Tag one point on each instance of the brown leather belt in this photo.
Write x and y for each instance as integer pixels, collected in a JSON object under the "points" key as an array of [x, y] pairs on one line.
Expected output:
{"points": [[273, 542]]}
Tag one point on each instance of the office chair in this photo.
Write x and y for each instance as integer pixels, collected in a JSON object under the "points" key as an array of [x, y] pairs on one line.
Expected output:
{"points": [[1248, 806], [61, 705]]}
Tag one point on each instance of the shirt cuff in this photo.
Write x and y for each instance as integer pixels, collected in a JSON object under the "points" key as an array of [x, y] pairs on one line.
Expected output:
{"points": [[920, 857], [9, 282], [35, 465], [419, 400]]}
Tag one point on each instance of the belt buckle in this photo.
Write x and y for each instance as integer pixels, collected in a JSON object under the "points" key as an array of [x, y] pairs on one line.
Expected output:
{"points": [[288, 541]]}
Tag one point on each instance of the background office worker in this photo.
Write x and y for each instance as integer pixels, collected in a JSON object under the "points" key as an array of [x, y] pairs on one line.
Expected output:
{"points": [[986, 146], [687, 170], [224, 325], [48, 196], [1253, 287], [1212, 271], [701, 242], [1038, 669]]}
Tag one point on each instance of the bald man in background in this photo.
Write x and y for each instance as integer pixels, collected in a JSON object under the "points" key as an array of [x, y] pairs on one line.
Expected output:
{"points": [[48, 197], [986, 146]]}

◇ ◇ ◇ ◇

## WHAT TO WORK ON
Reproduce the part of the entries above that opens with the line containing "Tag one point on each instance of the office" and runs through the end of the entries, requests included, scaling every coordinate in the answers by 1.85 and rounding each result to a whole number, with halves rounded up. Leave the requests and their format descriptions unchanged.

## WRITTEN SOLUTION
Tag one point on each instance of the office chair in this photo.
Write x and y for each instance as integer pixels, collected in a JSON object under the "points" key as an array of [x, y] pairs on one line.
Expected output:
{"points": [[2309, 1491], [113, 1304]]}
Tag one point on each instance of the shirt cuff in this photo.
Write x and y for each instance as integer pixels, collected in a JSON object under the "points" key as an array of [x, y] pairs on one line.
Expected output:
{"points": [[1702, 1585], [17, 522], [65, 860], [775, 740]]}
Tag one point on each instance of the belt buckle in this photo.
Write x and y for each instance as integer pixels, collected in a JSON object under the "points" key as an array of [x, y] pairs on one line.
Expected output:
{"points": [[533, 1001]]}
Tag one point on each instance of the background office worker in this photo.
Write x and y for each instance as integer pixels, collected in a JSON object under the "points" key as an array of [x, y] pairs on one line.
Expected output:
{"points": [[1824, 270], [1271, 315], [414, 601], [89, 363], [2318, 531], [2242, 501], [1297, 448], [1920, 1238]]}
Tag one point on each instance of the bald man in background in this photo.
Write x and y for each instance as integer pixels, collected in a JSON object under the "points" key as an array of [x, y] pairs on one line.
Expected output:
{"points": [[89, 364], [1824, 270]]}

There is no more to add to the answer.